**TASK DETAILS**. Set every record down verbatim and omit the pictures.

Stored items
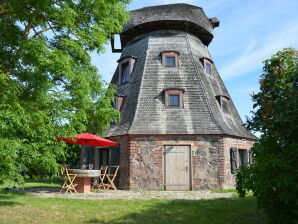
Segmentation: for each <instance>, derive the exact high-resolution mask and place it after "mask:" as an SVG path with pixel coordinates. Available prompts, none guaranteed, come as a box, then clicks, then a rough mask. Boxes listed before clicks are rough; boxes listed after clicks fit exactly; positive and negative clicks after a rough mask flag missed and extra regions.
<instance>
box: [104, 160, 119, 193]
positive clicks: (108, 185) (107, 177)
mask: <svg viewBox="0 0 298 224" xmlns="http://www.w3.org/2000/svg"><path fill="white" fill-rule="evenodd" d="M118 170H119V165H118V166H116V170H115V172H114V173H113V174H107V175H106V177H107V179H108V183H107V184H104V189H105V191H107V190H109V189H110V188H113V189H114V190H115V191H118V189H117V187H116V186H115V184H114V180H115V178H116V176H117V173H118Z"/></svg>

**RESULT BELOW**.
Segmentation: for each <instance>, derive the exact high-resolution mask and place it after "mask:" as an SVG path with pixel coordinates. Available prompts, none guaranteed, come as a box, then clicks, then a rough mask. Boxes listed before clicks are rough; boxes listed after clicks fit exactly; positive and negative clicks after a rough mask flag missed and extra regions.
<instance>
box: [104, 160, 119, 193]
positive clicks: (108, 185) (107, 177)
mask: <svg viewBox="0 0 298 224" xmlns="http://www.w3.org/2000/svg"><path fill="white" fill-rule="evenodd" d="M118 170H119V165H118V166H116V170H115V172H114V173H113V174H107V175H106V177H107V179H108V183H107V184H104V189H105V191H107V190H109V189H110V188H113V189H114V190H115V191H118V189H117V187H116V186H115V184H114V180H115V178H116V176H117V173H118Z"/></svg>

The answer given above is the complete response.